##### DATA RECORDS

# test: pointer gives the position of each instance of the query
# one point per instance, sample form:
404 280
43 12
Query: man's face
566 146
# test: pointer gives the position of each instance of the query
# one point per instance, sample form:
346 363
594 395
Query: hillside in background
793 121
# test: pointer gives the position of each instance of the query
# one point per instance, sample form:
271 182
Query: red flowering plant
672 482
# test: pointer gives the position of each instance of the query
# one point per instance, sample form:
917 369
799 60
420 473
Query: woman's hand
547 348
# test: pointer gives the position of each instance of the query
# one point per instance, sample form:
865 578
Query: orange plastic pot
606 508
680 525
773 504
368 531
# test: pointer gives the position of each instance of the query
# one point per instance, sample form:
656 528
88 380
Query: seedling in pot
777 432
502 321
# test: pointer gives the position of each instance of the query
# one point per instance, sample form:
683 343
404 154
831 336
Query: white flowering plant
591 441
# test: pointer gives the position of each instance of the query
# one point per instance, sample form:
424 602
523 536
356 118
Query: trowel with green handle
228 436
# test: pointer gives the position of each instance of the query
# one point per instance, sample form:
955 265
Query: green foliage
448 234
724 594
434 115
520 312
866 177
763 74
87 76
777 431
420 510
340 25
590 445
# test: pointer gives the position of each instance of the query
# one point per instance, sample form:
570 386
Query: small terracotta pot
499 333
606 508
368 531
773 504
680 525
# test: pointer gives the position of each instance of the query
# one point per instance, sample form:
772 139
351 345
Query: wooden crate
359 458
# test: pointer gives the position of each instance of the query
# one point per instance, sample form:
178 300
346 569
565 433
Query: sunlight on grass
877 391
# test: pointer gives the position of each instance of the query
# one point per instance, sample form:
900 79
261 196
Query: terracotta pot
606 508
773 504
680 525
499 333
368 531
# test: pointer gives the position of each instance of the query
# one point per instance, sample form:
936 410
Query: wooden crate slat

##########

Your response must repeat the entries above exactly, in full.

■ **COMPLETED EXERCISE**
# test: pointer gives the position of each instance of the query
# one point per instance, sample form:
404 280
43 12
Query: man's face
566 146
# test: pointer gives the position of each instance of the query
# one point per instance, sample form:
346 363
594 395
Query: hillside in background
793 121
# test: pointer gives the position of each instance of the query
# one point per instance, sample form:
271 182
Query: red flowering plant
672 482
# test: pointer gives the position of each instance of the query
# one point per instance, sample form:
917 369
799 60
420 473
Query: woman's hand
547 348
# test: pointer gives the position of each instance of the query
# one point per instance, sample form:
865 578
Query: orange plastic pot
606 508
680 525
773 504
368 531
# test: pointer gives the position of each instance of the query
# one point per instance, sample form:
656 528
88 380
Query: seedling in pot
777 432
502 321
# test: pointer gives the position of each instance of the query
# one point per instance, sample form:
683 343
404 154
831 336
Query: white flowering plant
591 441
# test: pointer gives the position of each instance of the query
# one point per instance, sample form:
424 602
523 536
356 118
Query: trowel with green handle
228 436
# test: pointer gives the position of each instance of the query
# one point per instance, sample form:
955 265
Query: green foliage
448 234
724 594
434 115
520 312
866 177
763 74
87 76
777 431
420 510
340 25
590 445
# test: pointer gives the position of each instance of the query
# one point per instance, sample form:
570 386
Query: small terracotta pot
499 333
606 508
368 531
773 504
680 525
# test: pointer gives the position of each instance of the query
# one point per instance, sample form:
772 139
351 345
Query: wooden crate
359 458
# test: pointer gives the position of each instance of the query
# one point per instance, sample form:
178 300
346 569
565 433
Query: sunlight on grass
877 391
# test: pointer gives the position of each instance of the query
# one point per instance, sample form:
900 79
261 196
Query: terracotta pot
606 508
773 504
680 525
499 333
368 531
# test: pointer gives the position of each instance of the query
# one point per instance, sample form:
936 410
Query: wooden crate slat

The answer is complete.